▸ **TRECHO PARA LEITURA**
___

Amados irmãos, amadas irmãs,
a Idade Média era um caos! Também chamada de “Idade das Trevas”, esse foi, de fato, um período obscuro da História da Igreja e da própria História Geral. Esse era um contexto em que as pessoas tinham medo de Deus. Deus era visto como um tirano pronto para castigar os pecadores; Deus era visto como um justo juiz que seria capaz até de ordenar à morte aqueles que não queriam se converterem à fé; não bastassem os sofrimentos em vida, Deus era visto como o grande castigador que lançava facilmente no inferno qualquer pecador – que permaneceria ali por toda a eternidade.
Para termos uma ideia do quão assustadora era a “imaginação” sobre Deus, prestemos atenção nesse pequeno relato do ano de 1487:
Há também a história dos três companheiros que caminhavam por uma estrada quando dois deles foram subitamente fulminados por um raio. O terceiro ficou apavorado ao ouvir vozes no ar, a dizer: “Vamos fulminá-lo também.” Em seguida, ouviu outra voz retorquir: “Não podemos, pois que hoje ele ouviu a sentença: ‘O Verbo se fez Carne.”’ Compreendeu então que fora salvo porque naquele dia assistira à missa e, ao final dela, as palavras de São João (1:1), no Evangelho: “No princípio era o Verbo” e assim por diante.1
Assim, o terceiro homem havia sido poupado porque naquele dia havia ido à missa. Do contrário, a ira dos céus recairia também sobre a sua cabeça.
Nesta época, as pessoas tinham medo de Deus. E havia quem se aproveitasse desse medo para ganhar benefícios, como a própria igreja da época que extorquia os cristãos através da venda das indulgências. Acreditava-se que para receber a vida eterna, o cristão deveria “negociar” com Deus, tal qual hoje muitas igrejas continuam promovendo esse negócio com promessas de bênçãos e prosperidade. Se naquela época vendiam-se “terrenos no céu”, hoje vendem-se “bênçãos na terra”.
É nesse contexto que em 10 de Novembro de 1483 nasceu na cidade de Eisleben um bebê que recebeu o nome do santo do dia: Martin Luder. O jovem Martin cresceu ouvindo todas essas histórias assustadoras sobre Deus; possivelmente até a história dos três companheiros – escrita quando ele tinha apenas quatro anos de idade – deve ter chegado aos seus ouvidos.

___

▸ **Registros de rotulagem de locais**
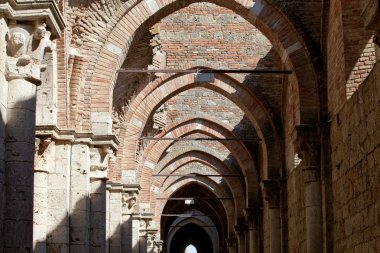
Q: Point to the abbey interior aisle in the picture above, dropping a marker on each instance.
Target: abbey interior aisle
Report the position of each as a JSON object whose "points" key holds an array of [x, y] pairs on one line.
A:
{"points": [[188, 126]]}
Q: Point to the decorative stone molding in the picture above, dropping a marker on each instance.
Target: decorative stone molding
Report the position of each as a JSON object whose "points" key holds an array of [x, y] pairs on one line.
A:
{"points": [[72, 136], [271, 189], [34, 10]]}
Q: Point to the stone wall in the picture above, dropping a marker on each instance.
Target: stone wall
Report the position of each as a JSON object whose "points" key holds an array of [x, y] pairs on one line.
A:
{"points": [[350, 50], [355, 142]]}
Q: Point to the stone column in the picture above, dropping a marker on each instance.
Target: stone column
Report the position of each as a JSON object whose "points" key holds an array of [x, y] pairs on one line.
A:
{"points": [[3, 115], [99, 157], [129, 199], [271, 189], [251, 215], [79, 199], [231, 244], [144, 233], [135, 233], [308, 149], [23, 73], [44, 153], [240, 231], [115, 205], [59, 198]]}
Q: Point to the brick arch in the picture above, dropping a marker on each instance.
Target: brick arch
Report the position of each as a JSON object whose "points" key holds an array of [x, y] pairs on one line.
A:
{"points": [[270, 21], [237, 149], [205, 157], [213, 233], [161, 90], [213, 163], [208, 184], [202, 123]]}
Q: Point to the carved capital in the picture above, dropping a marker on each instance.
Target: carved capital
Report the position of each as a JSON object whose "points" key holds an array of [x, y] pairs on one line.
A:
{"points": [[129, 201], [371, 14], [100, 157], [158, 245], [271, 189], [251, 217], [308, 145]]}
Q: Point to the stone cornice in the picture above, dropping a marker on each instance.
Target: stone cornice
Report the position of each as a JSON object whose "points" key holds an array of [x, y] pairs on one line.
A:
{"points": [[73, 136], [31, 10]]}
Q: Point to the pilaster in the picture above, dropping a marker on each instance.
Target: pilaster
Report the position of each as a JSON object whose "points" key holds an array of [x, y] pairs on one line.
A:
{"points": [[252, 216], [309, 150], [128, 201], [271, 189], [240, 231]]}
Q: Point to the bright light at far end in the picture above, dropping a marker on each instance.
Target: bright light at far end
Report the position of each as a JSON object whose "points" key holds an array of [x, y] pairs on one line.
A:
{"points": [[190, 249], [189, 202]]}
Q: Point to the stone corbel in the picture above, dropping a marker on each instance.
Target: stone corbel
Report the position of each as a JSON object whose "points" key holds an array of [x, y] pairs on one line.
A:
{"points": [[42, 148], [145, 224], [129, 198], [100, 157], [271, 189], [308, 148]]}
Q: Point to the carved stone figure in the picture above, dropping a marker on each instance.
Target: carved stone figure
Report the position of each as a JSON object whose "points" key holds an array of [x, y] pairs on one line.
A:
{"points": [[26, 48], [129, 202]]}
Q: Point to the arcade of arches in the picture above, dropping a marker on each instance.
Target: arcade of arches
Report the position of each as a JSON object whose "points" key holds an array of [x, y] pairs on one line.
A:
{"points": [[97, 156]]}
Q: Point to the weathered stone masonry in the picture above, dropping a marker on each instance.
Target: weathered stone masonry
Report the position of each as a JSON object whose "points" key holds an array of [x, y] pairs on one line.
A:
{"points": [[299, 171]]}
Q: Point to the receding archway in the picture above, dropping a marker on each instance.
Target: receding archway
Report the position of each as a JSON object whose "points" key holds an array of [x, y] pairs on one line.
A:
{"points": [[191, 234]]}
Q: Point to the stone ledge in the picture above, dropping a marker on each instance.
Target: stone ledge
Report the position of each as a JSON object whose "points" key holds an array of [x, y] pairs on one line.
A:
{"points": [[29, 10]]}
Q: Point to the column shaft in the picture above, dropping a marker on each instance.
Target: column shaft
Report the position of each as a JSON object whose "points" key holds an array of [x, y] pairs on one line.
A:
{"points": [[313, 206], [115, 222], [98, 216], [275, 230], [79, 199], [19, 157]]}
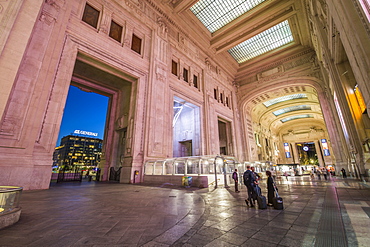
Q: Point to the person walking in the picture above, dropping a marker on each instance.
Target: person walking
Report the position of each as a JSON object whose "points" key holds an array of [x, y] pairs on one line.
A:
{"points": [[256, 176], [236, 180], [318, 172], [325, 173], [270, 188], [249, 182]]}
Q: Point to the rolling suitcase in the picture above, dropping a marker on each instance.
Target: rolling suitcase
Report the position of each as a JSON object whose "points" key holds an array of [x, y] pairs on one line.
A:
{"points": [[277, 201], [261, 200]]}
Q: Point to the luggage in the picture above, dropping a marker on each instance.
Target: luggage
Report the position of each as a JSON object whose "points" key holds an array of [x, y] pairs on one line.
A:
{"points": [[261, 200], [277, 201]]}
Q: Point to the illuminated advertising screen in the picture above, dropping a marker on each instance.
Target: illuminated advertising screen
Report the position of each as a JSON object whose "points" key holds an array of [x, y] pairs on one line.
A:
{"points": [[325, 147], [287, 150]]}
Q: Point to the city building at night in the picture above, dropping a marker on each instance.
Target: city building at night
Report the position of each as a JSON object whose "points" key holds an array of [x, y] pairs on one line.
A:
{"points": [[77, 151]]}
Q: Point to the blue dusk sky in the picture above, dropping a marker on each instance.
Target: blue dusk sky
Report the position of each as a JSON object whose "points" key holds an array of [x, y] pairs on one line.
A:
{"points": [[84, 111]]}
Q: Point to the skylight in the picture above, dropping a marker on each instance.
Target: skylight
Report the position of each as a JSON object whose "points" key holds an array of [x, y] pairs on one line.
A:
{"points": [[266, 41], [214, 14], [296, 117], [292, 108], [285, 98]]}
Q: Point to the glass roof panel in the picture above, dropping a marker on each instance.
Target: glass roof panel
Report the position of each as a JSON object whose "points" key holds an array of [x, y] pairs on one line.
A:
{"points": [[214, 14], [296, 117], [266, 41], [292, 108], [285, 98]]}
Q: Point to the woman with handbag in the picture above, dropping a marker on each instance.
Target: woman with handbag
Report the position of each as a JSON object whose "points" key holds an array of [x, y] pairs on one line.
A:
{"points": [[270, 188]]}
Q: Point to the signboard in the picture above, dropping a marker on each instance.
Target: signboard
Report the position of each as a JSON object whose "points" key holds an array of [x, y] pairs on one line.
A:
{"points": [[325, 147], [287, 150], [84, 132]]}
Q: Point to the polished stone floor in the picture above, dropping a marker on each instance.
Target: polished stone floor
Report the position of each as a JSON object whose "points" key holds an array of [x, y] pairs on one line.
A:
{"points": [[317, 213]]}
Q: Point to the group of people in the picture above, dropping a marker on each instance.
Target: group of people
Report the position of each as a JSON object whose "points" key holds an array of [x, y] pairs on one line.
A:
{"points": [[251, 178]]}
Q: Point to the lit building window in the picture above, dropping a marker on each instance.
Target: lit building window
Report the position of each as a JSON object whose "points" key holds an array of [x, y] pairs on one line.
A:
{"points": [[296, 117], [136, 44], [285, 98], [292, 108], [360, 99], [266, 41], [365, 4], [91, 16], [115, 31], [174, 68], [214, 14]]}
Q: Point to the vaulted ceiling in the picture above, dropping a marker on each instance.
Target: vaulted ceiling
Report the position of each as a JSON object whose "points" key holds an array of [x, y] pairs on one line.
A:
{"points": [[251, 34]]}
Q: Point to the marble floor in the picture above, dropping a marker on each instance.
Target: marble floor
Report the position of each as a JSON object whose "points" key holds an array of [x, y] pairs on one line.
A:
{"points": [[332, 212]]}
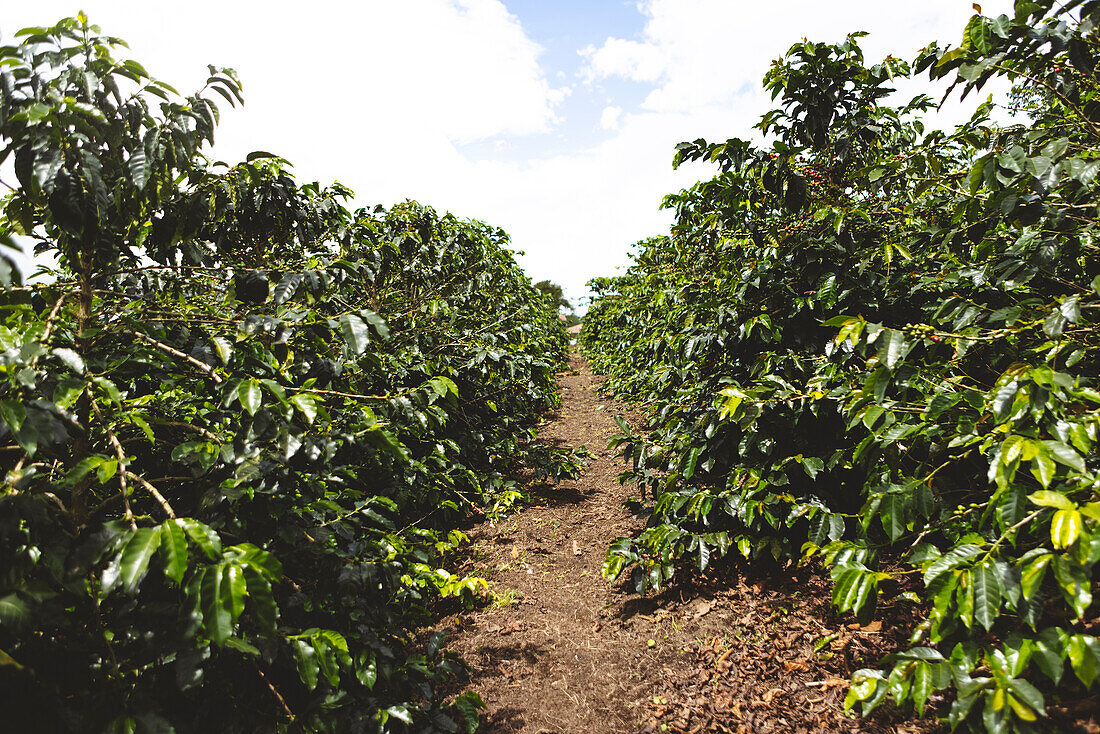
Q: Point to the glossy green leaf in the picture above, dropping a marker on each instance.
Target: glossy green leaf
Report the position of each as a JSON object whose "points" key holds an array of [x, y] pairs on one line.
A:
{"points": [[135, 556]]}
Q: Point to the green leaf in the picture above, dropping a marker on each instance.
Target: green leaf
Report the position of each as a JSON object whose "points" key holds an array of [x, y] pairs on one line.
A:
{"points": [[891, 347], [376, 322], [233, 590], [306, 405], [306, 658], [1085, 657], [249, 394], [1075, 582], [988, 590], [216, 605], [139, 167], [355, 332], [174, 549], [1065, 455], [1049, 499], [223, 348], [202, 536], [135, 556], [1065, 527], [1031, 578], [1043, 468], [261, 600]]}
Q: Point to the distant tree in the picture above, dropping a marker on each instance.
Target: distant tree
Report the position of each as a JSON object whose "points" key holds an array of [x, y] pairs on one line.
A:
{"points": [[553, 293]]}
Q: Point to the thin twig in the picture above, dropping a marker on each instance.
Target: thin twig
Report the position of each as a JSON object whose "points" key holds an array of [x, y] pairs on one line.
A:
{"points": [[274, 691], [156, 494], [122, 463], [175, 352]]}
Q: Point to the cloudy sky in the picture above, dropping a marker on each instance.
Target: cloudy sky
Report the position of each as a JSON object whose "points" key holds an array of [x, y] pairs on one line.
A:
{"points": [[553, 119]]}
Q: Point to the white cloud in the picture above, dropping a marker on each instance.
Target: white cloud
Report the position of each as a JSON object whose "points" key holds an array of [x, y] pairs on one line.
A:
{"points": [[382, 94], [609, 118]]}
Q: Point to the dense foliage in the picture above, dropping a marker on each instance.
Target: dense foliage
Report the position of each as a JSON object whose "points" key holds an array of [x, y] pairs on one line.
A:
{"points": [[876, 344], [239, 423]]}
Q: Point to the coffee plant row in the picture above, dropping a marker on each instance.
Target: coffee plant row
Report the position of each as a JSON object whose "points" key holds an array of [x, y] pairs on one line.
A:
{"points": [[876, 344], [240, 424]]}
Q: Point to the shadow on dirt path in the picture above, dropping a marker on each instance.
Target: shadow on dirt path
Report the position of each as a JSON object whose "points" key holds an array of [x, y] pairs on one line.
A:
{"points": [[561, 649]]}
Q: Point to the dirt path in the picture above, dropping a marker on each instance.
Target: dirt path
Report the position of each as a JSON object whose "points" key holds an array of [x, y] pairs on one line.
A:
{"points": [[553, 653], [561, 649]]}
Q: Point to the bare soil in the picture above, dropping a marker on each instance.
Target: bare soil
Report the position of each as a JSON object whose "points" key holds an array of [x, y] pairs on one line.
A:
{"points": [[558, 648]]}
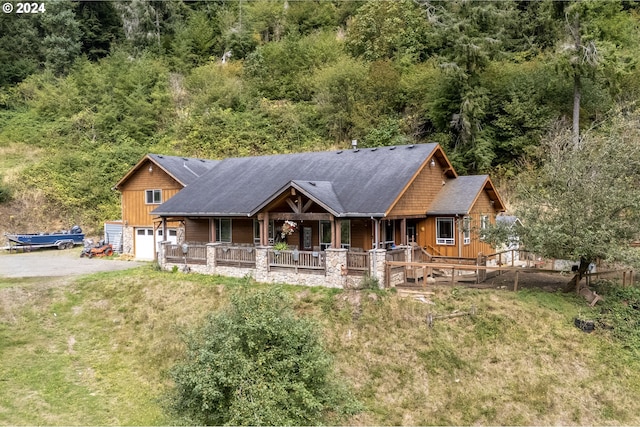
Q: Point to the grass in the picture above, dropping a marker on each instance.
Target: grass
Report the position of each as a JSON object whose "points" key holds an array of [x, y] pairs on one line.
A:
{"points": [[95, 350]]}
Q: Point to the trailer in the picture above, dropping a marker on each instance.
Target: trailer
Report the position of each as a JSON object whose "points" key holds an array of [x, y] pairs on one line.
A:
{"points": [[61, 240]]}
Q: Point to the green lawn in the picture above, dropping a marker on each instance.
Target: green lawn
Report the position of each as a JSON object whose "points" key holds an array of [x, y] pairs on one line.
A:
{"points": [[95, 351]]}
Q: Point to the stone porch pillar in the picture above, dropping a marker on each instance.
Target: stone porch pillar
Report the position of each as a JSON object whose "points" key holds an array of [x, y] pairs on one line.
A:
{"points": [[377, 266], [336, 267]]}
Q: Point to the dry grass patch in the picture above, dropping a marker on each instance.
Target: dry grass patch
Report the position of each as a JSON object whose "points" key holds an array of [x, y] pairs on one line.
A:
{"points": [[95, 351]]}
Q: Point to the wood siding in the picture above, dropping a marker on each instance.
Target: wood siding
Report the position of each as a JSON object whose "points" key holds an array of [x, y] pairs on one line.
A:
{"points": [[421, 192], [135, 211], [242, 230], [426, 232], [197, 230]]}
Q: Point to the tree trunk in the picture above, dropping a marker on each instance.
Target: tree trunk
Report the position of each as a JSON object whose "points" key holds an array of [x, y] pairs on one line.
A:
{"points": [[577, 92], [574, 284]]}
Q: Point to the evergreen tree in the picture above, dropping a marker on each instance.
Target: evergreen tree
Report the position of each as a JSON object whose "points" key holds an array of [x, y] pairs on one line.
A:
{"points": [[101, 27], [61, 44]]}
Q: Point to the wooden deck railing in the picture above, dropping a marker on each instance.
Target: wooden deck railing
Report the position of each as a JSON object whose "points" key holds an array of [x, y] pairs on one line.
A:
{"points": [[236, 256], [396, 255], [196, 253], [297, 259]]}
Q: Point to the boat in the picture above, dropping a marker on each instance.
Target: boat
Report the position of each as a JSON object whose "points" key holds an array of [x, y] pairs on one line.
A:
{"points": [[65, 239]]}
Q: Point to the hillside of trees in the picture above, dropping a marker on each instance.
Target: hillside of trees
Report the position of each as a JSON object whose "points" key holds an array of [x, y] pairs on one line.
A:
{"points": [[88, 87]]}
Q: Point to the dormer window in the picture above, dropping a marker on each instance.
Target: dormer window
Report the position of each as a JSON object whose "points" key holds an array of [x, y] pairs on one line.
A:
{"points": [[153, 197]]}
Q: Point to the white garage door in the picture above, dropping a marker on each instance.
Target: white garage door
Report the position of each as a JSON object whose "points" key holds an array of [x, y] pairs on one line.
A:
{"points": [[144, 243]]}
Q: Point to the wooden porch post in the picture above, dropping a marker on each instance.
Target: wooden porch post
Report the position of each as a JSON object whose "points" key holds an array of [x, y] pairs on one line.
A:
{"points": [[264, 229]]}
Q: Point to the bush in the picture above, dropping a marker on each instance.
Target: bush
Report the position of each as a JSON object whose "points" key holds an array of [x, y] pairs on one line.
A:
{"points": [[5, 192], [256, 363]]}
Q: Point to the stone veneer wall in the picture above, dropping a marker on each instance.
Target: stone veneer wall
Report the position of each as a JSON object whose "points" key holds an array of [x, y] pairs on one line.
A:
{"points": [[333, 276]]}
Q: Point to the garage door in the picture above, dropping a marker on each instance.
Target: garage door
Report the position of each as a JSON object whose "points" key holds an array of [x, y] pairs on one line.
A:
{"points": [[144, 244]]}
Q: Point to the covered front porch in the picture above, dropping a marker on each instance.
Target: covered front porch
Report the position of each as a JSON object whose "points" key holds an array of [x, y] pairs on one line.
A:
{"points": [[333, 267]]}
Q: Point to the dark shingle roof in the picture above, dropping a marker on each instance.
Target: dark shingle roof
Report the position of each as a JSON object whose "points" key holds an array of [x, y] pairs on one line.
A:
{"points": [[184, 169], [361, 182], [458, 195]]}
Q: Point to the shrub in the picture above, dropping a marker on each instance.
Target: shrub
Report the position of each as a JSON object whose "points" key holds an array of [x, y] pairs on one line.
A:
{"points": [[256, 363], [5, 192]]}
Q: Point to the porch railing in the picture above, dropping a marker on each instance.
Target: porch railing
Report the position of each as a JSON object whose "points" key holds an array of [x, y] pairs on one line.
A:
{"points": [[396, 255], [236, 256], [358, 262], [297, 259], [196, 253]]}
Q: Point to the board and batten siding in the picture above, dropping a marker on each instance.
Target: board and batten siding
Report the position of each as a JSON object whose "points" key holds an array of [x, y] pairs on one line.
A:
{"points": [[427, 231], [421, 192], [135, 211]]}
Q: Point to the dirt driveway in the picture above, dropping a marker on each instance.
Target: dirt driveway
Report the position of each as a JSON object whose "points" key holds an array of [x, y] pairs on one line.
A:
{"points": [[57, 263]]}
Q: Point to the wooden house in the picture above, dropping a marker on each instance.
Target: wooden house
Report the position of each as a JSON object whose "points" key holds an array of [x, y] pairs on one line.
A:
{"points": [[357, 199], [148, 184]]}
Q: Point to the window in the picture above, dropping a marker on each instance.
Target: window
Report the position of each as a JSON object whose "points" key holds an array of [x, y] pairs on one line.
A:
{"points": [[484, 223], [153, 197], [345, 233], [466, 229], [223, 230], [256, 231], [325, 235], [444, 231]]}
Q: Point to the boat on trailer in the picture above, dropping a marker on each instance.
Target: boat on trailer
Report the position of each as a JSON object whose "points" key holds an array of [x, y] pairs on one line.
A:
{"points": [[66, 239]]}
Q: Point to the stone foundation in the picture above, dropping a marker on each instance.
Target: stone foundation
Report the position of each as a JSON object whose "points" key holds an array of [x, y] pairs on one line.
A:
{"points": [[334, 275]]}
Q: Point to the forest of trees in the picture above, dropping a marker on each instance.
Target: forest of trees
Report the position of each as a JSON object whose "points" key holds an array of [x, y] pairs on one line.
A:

___

▸ **ENUNCIADO DA TAREFA**
Extraia do texto sobre a Idade Média tudo o que vai de "Nesta época, as" até "aos seus ouvidos.", sem alterar uma palavra. Este material provém de outra fonte.

▸ **RESULTADO DO EXERCÍCIO**
Nesta época, as pessoas tinham medo de Deus. E havia quem se aproveitasse desse medo para ganhar benefícios, como a própria igreja da época que extorquia os cristãos através da venda das indulgências. Acreditava-se que para receber a vida eterna, o cristão deveria “negociar” com Deus, tal qual hoje muitas igrejas continuam promovendo esse negócio com promessas de bênçãos e prosperidade. Se naquela época vendiam-se “terrenos no céu”, hoje vendem-se “bênçãos na terra”.
É nesse contexto que em 10 de Novembro de 1483 nasceu na cidade de Eisleben um bebê que recebeu o nome do santo do dia: Martin Luder. O jovem Martin cresceu ouvindo todas essas histórias assustadoras sobre Deus; possivelmente até a história dos três companheiros – escrita quando ele tinha apenas quatro anos de idade – deve ter chegado aos seus ouvidos.